Named object pointing entries:
____________

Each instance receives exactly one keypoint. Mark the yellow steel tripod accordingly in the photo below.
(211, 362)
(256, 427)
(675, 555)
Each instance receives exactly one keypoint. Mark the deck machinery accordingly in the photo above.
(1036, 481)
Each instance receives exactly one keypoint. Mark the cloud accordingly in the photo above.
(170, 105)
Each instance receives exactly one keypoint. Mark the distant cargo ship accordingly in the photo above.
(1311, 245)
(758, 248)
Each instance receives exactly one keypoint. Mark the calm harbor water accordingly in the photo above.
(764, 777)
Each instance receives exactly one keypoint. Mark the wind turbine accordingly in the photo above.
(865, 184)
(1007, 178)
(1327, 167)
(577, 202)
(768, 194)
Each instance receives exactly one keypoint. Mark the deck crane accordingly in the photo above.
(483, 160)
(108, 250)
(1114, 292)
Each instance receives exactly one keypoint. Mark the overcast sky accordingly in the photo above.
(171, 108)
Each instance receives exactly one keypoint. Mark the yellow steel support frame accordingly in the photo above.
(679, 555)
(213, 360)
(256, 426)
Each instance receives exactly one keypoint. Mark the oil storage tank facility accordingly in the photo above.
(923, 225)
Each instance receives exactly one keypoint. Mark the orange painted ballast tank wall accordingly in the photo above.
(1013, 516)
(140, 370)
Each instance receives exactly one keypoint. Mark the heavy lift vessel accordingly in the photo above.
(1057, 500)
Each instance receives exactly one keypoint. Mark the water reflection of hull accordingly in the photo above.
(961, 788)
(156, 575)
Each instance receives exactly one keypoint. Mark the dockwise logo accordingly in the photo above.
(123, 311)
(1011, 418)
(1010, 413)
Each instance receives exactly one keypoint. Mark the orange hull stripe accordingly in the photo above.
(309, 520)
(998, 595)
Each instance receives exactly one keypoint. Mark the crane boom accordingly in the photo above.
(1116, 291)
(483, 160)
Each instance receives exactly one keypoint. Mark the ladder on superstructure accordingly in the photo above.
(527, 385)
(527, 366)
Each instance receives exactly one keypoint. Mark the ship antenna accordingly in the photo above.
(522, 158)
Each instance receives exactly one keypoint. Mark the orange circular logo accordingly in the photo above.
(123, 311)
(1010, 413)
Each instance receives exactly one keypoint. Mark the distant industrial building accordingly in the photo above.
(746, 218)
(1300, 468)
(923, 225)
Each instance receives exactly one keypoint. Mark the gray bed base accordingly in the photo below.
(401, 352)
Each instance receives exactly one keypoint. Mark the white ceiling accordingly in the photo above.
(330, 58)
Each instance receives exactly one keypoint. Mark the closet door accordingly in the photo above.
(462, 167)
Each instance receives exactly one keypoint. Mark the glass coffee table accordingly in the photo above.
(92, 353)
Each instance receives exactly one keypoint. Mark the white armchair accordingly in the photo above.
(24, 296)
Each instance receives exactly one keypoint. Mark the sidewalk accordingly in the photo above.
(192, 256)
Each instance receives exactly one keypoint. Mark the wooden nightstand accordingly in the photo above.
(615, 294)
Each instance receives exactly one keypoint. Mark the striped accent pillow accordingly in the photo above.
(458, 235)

____________

WHAT THE TASK ASKS: Reproduce the listing verbatim from its first line up to and including the line containing "(1036, 481)".

SOLUTION BELOW:
Each instance receives exactly one keypoint. Mark the yellow steel tripod accordingly in the photo below.
(211, 362)
(256, 427)
(675, 555)
Each instance receives exactly one keypoint. Mark the deck machinery accordingly in the photo above.
(1036, 481)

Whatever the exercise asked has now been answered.